__SELECTED EXTRACT__.
****************

Alania Mediterranean Grill Has Landed on Bryan Street

Beef Iskender and Lamb Beyti

The space at 4812 Bryan Street has been sitting empty since Mai’s Vietnamese closed in 2022, and if you’ve driven past it lately you know the feeling of a corner that’s waiting for the right thing. Melike and Kenan Turan and their son Kaan Elagoz are the right thing. Alania Mediterranean Grill has opened in the former Mai’s space — across the street from Jimmy’s Food Store and next door to Saint Valentine — and the room that Melike designed from scratch feels like it has been there for years.

The Turan family has been in Dallas since 2012, when they moved here from Turkey. Kenan came with a background in Istanbul restaurants and hotels. In 2017 they opened Istanbul Palace in Richardson, a Turkish restaurant that built a strong local following before the pandemic took it, as it took so many others, in 2020. This time around they brought in chef Tuna Patiroglu — who also worked at Istanbul Palace — to build a menu rooted in the coastal Turkish cooking they grew up with. The name Alania is a nod to Alanya, the Mediterranean city on Turkey’s southern coast where Melike and Kaan are from.

Walk in and the room announces itself immediately. Melike handled the design personally — leather seating imported from Turkey, warm lighting, landscape photographs of Istanbul and Alanya on the walls. The photographs are not decorative. They are where the family is from and where the food is from, and the room reflects that connection without overexplaining it. There is a warmth to the space that feels earned rather than manufactured, which is the difference between a room a family built and a room a designer finished.

The kitchen divides into cold mezze, hot mezze, the ocakbaşı grill, and a stone oven running pide and pizza. The cold section opens with hummus, Ezine feta with Mediterranean olives, fire-roasted eggplant, and whipped Cyprus feta — proper mezze, the kind that slows the pace of a meal down and reminds you that the point is to be at the table, not to get through it. The Anatolian Ezme is the standout in this section: a vegetable preparation of tomatoes, peppers, and walnuts finished with pomegranate molasses that has a depth most dips don’t aspire to. The hot side runs crispy falafel and broccolini alongside rotating seasonal preparations.

****************

(Photo-based referring expression data)

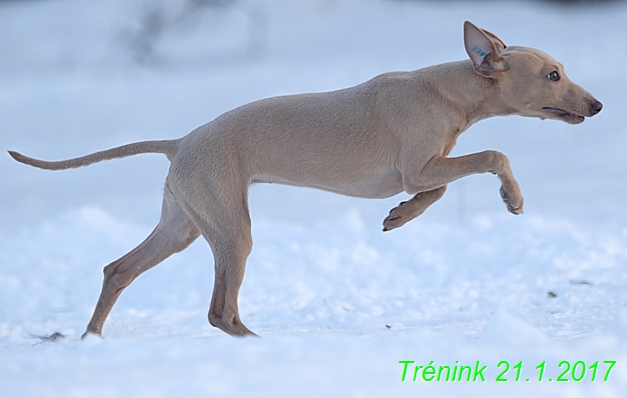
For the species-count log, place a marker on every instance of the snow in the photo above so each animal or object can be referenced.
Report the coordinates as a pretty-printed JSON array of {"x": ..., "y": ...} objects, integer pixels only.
[{"x": 337, "y": 302}]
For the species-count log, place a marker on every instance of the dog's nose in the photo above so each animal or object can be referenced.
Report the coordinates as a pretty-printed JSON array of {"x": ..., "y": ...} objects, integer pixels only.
[{"x": 596, "y": 107}]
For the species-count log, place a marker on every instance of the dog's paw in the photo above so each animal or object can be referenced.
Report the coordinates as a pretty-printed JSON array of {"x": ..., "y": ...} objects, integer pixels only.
[
  {"x": 514, "y": 201},
  {"x": 396, "y": 218}
]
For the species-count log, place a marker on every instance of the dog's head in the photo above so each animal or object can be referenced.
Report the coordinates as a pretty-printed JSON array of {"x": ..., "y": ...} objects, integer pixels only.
[{"x": 530, "y": 81}]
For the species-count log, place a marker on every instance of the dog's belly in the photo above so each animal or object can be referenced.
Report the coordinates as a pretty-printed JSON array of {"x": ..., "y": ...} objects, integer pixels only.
[{"x": 378, "y": 186}]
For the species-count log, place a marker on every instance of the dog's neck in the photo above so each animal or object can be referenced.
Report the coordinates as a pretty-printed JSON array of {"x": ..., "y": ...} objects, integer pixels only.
[{"x": 476, "y": 96}]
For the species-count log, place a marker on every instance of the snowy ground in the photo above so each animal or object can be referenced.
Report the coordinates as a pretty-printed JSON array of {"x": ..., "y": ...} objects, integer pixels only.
[{"x": 338, "y": 302}]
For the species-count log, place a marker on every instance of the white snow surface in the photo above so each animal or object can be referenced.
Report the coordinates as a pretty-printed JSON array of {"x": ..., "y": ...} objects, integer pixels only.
[{"x": 337, "y": 302}]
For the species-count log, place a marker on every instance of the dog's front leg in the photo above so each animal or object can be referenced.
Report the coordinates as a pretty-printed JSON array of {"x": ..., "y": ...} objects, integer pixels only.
[
  {"x": 412, "y": 208},
  {"x": 440, "y": 171}
]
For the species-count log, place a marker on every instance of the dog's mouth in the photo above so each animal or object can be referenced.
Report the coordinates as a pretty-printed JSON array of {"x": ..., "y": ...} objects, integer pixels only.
[{"x": 566, "y": 116}]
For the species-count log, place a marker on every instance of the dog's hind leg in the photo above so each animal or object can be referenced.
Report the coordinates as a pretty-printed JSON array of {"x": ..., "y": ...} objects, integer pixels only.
[
  {"x": 174, "y": 233},
  {"x": 220, "y": 211},
  {"x": 412, "y": 208}
]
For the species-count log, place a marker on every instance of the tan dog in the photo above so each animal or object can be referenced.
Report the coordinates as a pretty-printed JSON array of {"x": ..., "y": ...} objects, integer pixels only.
[{"x": 388, "y": 135}]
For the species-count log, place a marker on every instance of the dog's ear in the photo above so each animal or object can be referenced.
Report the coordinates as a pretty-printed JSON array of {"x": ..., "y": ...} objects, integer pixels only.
[{"x": 484, "y": 50}]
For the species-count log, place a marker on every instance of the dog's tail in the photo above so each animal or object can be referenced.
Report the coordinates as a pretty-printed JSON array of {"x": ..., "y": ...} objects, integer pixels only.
[{"x": 167, "y": 147}]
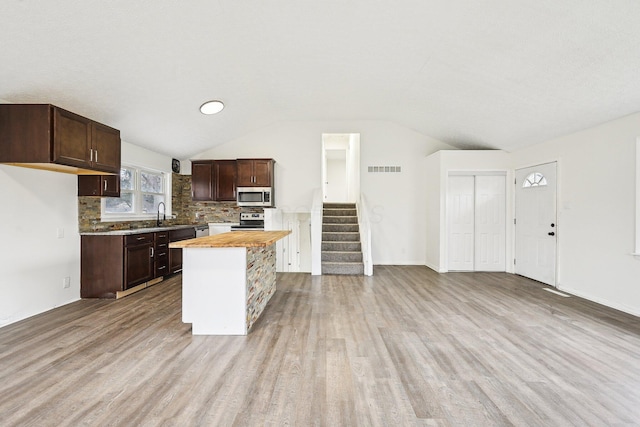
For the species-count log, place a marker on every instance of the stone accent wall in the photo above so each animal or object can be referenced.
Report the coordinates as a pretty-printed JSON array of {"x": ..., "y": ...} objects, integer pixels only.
[
  {"x": 261, "y": 280},
  {"x": 186, "y": 210}
]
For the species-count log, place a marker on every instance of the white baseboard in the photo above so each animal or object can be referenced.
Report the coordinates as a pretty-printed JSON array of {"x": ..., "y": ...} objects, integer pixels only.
[{"x": 601, "y": 301}]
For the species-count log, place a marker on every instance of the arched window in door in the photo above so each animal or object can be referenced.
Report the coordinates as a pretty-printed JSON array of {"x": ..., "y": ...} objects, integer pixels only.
[{"x": 535, "y": 179}]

****************

__REQUIRED ACTION 1__.
According to the Alania Mediterranean Grill article, in what year did the Turan family move to Dallas from Turkey?
__REQUIRED ACTION 2__.
Rewrite the passage of the Alania Mediterranean Grill article starting at "The space at" and ending at "there for years.", changing "corner" to "storefront".
__REQUIRED ACTION 3__.
Extend the Alania Mediterranean Grill article by writing the part that comes next after its final sentence.

__EXERCISE OUTPUT 1__.
2012

__EXERCISE OUTPUT 2__.
The space at 4812 Bryan Street has been sitting empty since Mai’s Vietnamese closed in 2022, and if you’ve driven past it lately you know the feeling of a storefront that’s waiting for the right thing. Melike and Kenan Turan and their son Kaan Elagoz are the right thing. Alania Mediterranean Grill has opened in the former Mai’s space — across the street from Jimmy’s Food Store and next door to Saint Valentine — and the room that Melike designed from scratch feels like it has been there for years.

__EXERCISE OUTPUT 3__.
The room that most people will end up talking about is the ocakbaşı — the charcoal grill station where diners sit facing the fire and watch chef Patiroglu work the skewers. Ocakbaşı is a traditional Turkish grilling style, and the experience of watching the meat cook over real charcoal while you eat your mezze is the reason Turkish restaurants built the format in the first place. The skewers run chicken, lamb, beef, shrimp, and salmon. The lamb chops and the shrimp shish are the ones worth ordering first. The Grand Feast — a spread of charcoal-grilled meats including lamb chops, chicken, beef, and shrimp shish served alongside rice and fresh salads — is the order for a table that wants to eat the whole picture.

The stone oven handles Turkish pide flatbread and Neapolitan-style pizza, which is a combination that sounds unlikely and works well in practice — the two preparations share enough DNA in their dough and heat requirements that a kitchen serious about one tends to be serious about both. The whole branzino is the fish option and the one that reflects the coastal Turkish cooking at the heart of what this kitchen does.

Alcoholic drinks and a brunch program are coming. For now, Alania is lunch and dinner, open daily 11 a.m. to 10 p.m. East Dallas needed this.